JOB: Pick out every line in the entries below that contains the string "stem", and copy each of those lines.

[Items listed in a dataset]
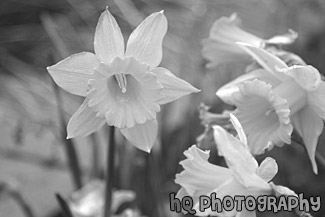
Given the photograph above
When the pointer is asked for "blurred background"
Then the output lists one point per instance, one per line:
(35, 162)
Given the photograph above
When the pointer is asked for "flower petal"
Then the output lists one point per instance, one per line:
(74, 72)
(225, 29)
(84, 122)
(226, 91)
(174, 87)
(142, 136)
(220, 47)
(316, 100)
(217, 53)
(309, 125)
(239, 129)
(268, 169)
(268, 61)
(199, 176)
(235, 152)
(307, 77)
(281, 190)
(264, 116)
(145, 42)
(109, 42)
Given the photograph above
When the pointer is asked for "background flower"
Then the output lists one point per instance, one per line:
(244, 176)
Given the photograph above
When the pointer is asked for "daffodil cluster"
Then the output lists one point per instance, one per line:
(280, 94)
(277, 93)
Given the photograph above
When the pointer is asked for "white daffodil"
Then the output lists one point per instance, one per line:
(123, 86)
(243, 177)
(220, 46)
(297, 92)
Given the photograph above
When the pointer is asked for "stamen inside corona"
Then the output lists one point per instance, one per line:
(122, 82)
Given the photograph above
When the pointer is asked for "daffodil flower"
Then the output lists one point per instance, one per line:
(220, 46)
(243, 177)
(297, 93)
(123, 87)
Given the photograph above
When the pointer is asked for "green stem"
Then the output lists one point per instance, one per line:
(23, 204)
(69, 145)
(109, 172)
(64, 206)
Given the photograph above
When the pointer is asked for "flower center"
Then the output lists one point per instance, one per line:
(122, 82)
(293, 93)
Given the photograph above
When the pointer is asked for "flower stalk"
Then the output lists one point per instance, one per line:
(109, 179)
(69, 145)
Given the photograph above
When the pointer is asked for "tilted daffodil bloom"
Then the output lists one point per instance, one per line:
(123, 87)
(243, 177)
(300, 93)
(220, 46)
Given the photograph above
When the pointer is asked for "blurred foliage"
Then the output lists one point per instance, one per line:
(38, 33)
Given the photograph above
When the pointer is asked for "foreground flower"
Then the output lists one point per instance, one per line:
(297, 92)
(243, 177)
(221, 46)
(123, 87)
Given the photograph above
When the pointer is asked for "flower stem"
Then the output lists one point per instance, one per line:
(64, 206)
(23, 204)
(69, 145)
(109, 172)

EXPECTED ANSWER:
When the pointer is asked for "green stem"
When the pointer is asked for "flower stem"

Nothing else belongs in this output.